Actions to take:
1/ In the passage about Liz Wahl's resignation from RT, what reasons does she give for quitting? Answer in one to three sentences.
2/ Write the next part of the passage about Liz Wahl's resignation from RT, starting after its final sentence.

Exercise passage:

I cannot be part of a network funded by the Russian government that whitewashes the actions of Putin. I am proud to be an American and believe in disseminating the truth. And that is why, after this newscast, I am resigning.
Wahl said that what "broke" her was that RT censored a question from her interview with Ron Paul about "Russia's intervention in Ukraine".
In response, RT released a statement: "When a journalist disagrees with the editorial position of his or her organization, the usual course of action is to address those grievances with the editor, and, if they cannot be resolved, to quit like a professional. But when someone makes a big public show of a personal decision, it is nothing more than a self-promotional stunt. We wish Liz the best of luck on her chosen path".
In a March 2014 Politico article, Wahl expanded on her resignation statement, saying, "For about two and a half years. I'd looked the other way as the network smeared America for the sake of making the Kremlin look better by comparison, while it sugarcoated atrocities by one brutal dictator after another."

(Referring expression pointing rows)
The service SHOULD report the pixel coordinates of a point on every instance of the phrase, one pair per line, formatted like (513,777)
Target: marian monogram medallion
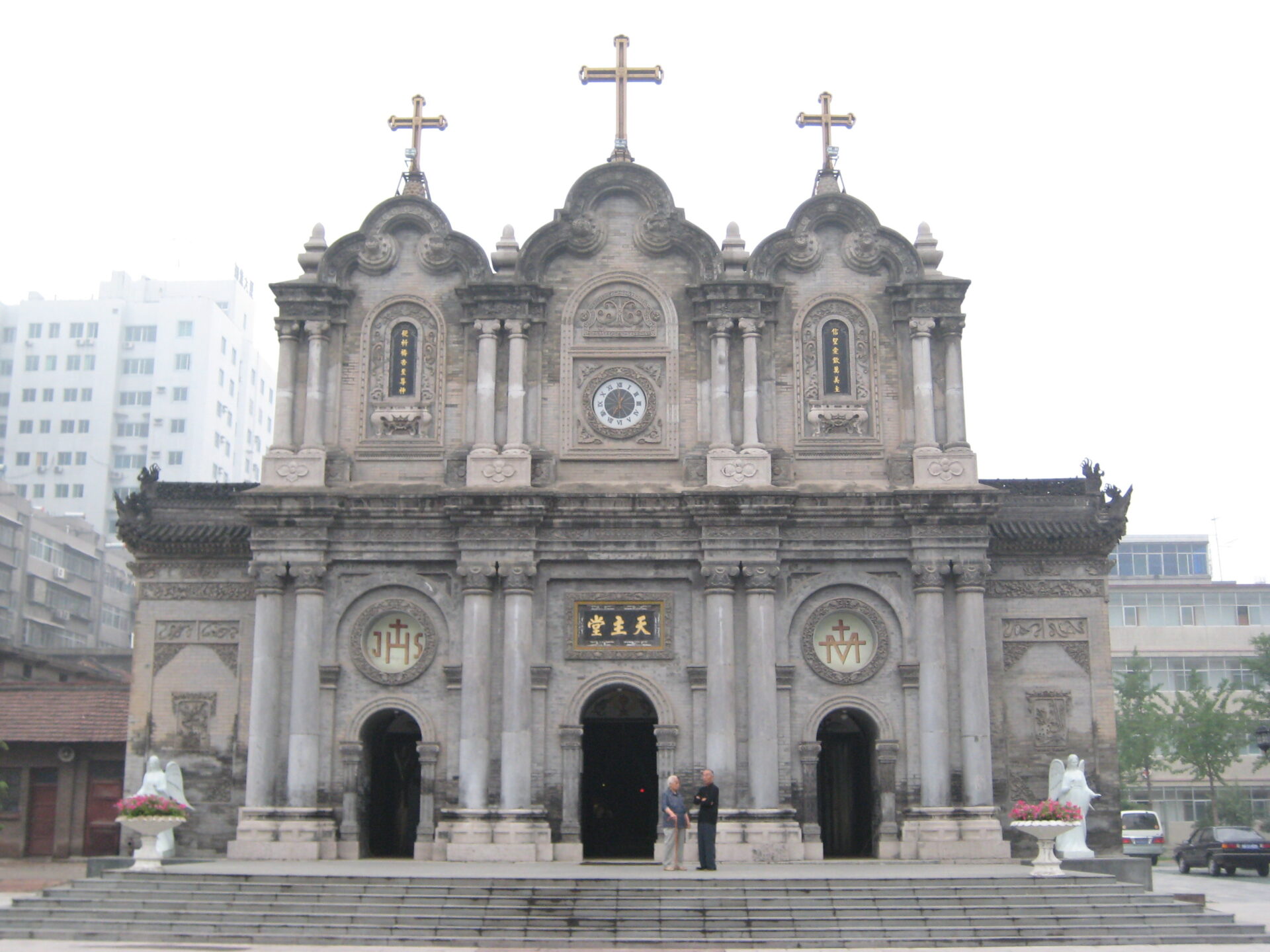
(845,641)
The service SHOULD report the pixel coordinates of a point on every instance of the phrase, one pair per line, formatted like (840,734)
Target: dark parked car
(1227,848)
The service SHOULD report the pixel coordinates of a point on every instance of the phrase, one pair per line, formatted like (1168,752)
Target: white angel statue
(1067,785)
(165,783)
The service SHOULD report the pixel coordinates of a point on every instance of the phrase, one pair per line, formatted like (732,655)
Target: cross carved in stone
(621,75)
(826,120)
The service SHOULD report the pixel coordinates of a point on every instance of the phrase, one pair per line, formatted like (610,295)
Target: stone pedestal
(494,837)
(952,833)
(732,467)
(300,469)
(285,833)
(954,467)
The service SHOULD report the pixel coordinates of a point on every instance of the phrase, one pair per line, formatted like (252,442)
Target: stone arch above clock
(618,340)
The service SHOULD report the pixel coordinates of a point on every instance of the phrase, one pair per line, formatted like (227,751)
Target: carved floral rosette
(357,635)
(865,611)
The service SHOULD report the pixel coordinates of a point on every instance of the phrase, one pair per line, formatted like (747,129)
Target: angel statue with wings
(1067,785)
(164,783)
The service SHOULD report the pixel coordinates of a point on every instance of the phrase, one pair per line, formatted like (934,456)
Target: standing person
(675,822)
(708,819)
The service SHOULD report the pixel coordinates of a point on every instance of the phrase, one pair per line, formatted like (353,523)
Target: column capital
(929,575)
(970,575)
(720,576)
(519,576)
(760,576)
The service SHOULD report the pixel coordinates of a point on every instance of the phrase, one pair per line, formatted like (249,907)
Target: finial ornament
(826,120)
(415,183)
(620,75)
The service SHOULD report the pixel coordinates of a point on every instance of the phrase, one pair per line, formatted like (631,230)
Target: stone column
(516,340)
(720,395)
(571,783)
(487,364)
(761,662)
(720,673)
(285,397)
(314,390)
(954,393)
(933,697)
(973,669)
(749,332)
(429,754)
(923,386)
(478,583)
(304,748)
(517,753)
(262,738)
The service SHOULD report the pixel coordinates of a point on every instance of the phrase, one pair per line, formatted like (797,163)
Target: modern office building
(1165,603)
(149,372)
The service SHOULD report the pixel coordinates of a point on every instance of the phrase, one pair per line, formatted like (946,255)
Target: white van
(1142,834)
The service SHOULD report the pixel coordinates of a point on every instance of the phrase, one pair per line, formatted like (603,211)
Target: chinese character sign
(845,641)
(618,625)
(394,643)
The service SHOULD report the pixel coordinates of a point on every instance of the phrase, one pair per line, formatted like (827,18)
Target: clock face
(620,403)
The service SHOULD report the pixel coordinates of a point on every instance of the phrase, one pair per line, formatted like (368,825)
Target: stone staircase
(171,908)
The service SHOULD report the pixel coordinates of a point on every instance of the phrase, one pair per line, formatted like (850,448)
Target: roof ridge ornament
(620,75)
(827,179)
(413,178)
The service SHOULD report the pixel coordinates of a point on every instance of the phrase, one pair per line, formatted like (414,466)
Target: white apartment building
(150,372)
(1165,603)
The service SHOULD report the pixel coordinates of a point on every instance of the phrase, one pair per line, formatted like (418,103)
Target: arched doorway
(846,789)
(619,775)
(390,811)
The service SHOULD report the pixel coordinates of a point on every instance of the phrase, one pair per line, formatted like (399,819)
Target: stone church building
(542,527)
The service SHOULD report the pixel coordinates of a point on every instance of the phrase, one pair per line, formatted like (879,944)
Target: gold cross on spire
(415,184)
(621,75)
(827,121)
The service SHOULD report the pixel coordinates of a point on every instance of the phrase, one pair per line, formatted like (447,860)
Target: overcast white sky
(1096,169)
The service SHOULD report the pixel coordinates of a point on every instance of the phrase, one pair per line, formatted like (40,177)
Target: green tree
(1142,727)
(1206,733)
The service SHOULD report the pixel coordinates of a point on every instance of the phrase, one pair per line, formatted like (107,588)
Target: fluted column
(933,698)
(720,395)
(954,393)
(266,714)
(314,390)
(720,672)
(304,746)
(749,332)
(923,385)
(285,397)
(517,754)
(478,584)
(487,364)
(761,663)
(973,670)
(516,342)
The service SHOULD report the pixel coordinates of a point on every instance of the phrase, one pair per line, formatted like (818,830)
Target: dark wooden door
(42,811)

Answers by task:
1/ Wahl said she could not be part of a network funded by the Russian government that whitewashes Putin's actions, since she is proud to be an American and believes in disseminating the truth. She said what "broke" her was that RT censored a question from her interview with Ron Paul about "Russia's intervention in Ukraine."

2/
They get these extreme voices on that have this kind of hostile toward the West viewpoints towards the world, very extremist. These are the people that they have on. And when I was on the anchor desk, they would instruct you to egg on these guests and try to get them, you know, rallied up, to really fire off their anti-American talking points. Listen, I'm all about exposing government corruption. I'm all about being critical of the government. But this is different. This is promoting the foreign policy of somebody that has just invaded a country, has invaded the country and is then lying about it, is using the media as a tool to fulfill his foreign policy interests. And RT is part of Putin's propaganda network and it's very, very troubling in the wake of what is going on in Ukraine today.
On January 12, 2017, during a live House of Representatives debate on the Securities and Exchange Commission, C-SPAN 1's live broadcast was suddenly interrupted by a cut-in of RT America. C-SPAN explained the interruption as a technical malfunction, blaming it on an internal routing error, that moved the RT America feed from an internal monitor within C-SPAN used to monitor the network alongside others to the broadcast feed for C-SPAN 1.
RT stated that while it was testing its systems in preparation for the inauguration of Donald Trump, its signal was "mistakenly routed onto the primary encoder feeding C-SPAN 1's signal to the internet, rather than to an unused backup."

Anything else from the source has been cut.